■ EXERCISE AIM
Exclude all pictures, then copy each of the records exactly as written.

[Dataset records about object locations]

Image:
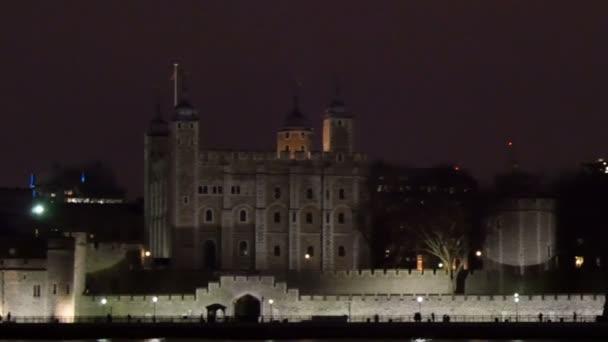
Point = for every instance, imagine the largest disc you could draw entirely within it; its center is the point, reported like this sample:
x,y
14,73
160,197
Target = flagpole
x,y
175,73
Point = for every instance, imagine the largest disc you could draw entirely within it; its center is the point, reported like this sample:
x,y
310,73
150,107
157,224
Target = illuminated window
x,y
208,215
419,262
309,193
36,291
579,261
309,218
243,248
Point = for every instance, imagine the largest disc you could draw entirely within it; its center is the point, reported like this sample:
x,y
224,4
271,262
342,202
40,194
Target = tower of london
x,y
290,209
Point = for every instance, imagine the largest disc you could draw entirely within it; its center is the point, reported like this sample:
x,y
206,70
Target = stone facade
x,y
292,209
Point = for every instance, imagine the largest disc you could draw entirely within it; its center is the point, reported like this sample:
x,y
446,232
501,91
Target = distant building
x,y
289,209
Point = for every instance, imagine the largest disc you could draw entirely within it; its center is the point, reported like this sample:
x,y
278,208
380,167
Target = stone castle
x,y
294,215
289,209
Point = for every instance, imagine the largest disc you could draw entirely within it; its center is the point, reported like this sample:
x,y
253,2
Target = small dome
x,y
184,111
296,120
158,127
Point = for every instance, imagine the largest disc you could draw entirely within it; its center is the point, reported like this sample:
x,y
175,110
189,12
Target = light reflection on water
x,y
300,340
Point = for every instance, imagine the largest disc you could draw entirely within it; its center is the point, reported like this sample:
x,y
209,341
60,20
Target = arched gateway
x,y
247,309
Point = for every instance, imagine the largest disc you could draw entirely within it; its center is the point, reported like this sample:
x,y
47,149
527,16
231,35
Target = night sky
x,y
429,81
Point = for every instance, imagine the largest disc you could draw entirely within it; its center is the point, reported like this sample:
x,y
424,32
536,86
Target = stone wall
x,y
371,282
288,303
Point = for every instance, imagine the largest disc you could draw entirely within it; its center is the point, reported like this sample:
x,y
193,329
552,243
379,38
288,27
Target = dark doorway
x,y
215,311
247,309
209,255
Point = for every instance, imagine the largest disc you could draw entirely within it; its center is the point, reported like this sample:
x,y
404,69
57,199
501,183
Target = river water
x,y
327,340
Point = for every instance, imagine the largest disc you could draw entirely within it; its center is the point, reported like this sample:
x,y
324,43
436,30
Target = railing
x,y
306,318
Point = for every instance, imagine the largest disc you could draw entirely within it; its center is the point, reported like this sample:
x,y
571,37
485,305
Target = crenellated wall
x,y
394,281
288,303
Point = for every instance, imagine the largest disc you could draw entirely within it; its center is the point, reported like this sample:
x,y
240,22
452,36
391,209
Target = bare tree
x,y
448,242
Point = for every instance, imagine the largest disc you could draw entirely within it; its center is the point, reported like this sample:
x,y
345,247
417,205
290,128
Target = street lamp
x,y
271,301
103,303
154,300
419,299
516,300
38,209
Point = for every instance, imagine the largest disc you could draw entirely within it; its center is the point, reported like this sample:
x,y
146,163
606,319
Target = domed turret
x,y
294,139
158,126
338,127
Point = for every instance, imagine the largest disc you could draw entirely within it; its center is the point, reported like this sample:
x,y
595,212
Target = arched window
x,y
208,215
243,248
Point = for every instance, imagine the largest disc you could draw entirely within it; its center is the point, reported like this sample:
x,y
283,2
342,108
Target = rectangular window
x,y
309,193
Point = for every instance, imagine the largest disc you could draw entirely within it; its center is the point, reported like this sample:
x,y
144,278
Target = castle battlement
x,y
228,156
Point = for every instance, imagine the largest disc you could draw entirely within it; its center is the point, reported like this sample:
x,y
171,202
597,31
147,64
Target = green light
x,y
38,209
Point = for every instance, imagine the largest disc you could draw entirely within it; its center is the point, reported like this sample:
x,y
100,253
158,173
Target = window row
x,y
208,216
277,217
236,190
310,251
288,135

■ EXERCISE RESPONSE
Image:
Point = for every instance, imagine the largest disc you could draw entirely within it; its center is the point, reported like this sample:
x,y
14,73
160,197
Target = flagpole
x,y
175,73
Point = for every instance, imagine the largest disc you could draw entirely within it; its center is the point, reported like this sample:
x,y
310,73
150,107
157,224
Target = illuminated window
x,y
208,215
419,262
309,193
36,291
579,261
309,218
243,248
Point = for every instance, imagine the largest disc you could draw entirely within it; its center is the point, reported like this sample:
x,y
224,4
271,262
342,202
40,194
Target = tower of london
x,y
290,209
Point = for every instance, imagine the largest disc you could draw entirely within it; its center is the point, reported like this sample:
x,y
206,70
Target = stone facade
x,y
292,209
Point = for every instance, imagine the largest disc you could draw entirely within it; its center is the point, reported like this sample:
x,y
446,232
501,91
Target = distant building
x,y
289,209
Point = for every instance, imagine the largest disc you could draw entirely within it; its center is the point, reported like this sample:
x,y
278,208
380,167
Target = stone castle
x,y
294,215
289,209
Point = for every instance, imagine the largest disc you could draw entirely within it; its center is the point, reported like this sample:
x,y
253,2
Target = small dome
x,y
184,111
296,120
158,127
Point = for every instance, imagine the largest disc you could draw entirely within it; its center is the point, reported like this sample:
x,y
175,110
189,12
Target = light reflection on water
x,y
300,340
Point = for every instance, imagine the largest disc you could draw entirely within it; its center is the point, reported like this sample:
x,y
209,341
60,20
Target = arched gateway
x,y
247,309
Point = for every instance, imagine the largest disc you could draw entirely within it; its center is the point, reported like this sample:
x,y
47,149
527,16
231,35
Target = night sky
x,y
429,81
Point = for every instance, imagine the largest disc you could draw entirely within it; its center is the point, reported like this sample:
x,y
424,32
536,86
Target = stone wall
x,y
371,282
288,303
Point = for every instance, imagine the largest disc you could draw entirely within it; its center is the point, reported like this sample:
x,y
193,329
552,243
379,38
288,27
Target = dark doorway
x,y
215,311
247,309
209,255
Point = for every instance, imagine the largest disc you could draw entirely within it; its center is the point, reported like this sample:
x,y
404,69
57,199
501,183
Target = river water
x,y
327,340
Point = for every instance, imagine the largest disc you could draw entirely within it; its center is the point, reported like this sample:
x,y
324,43
436,30
Target = railing
x,y
306,318
Point = for every instance, imagine the largest disc you could draw entirely within it; its center is the point, reported like this sample:
x,y
571,37
485,305
Target = crenellated wall
x,y
394,281
288,303
Point = for every instance, imagine the largest disc you could draw entirely within it; its center is the point, reported like this sample:
x,y
240,22
452,36
391,209
Target = bare tree
x,y
448,242
Point = for every instance, imagine the largest disc you could draw entirely within it; its center is the point, reported like this sample:
x,y
345,247
417,205
290,128
Target = street lamp
x,y
271,301
103,303
154,300
419,299
516,300
38,209
Point = for every instance, imagine the largest disc you could draw entirely within it; its center is the point, reported like this sample:
x,y
146,163
606,319
Target = domed turret
x,y
294,139
158,126
338,127
Point = for every instance, imagine the largest disc you could draw entirely within it; its center is the point, reported like this sample:
x,y
595,212
Target = arched window
x,y
208,215
243,248
Point = for every instance, imagine the largest disc you could draw entirely within it; its center is the point, reported like this sample:
x,y
283,2
342,108
Target = rectangular window
x,y
309,193
Point = for every instance, imagine the largest disc you could draw entirely within it; its center is the point, reported like this sample:
x,y
144,278
Target = castle battlement
x,y
228,156
Point = for every instance, imagine the largest disc you could draw entirely within it; its center is the point, reported like this sample:
x,y
171,202
597,31
147,64
Target = green light
x,y
38,209
Point = for every instance, imagine the largest disc you could draw entirely within it; its center is the point, reported like this sample:
x,y
100,253
158,173
Target = window row
x,y
208,216
277,217
236,190
310,251
288,135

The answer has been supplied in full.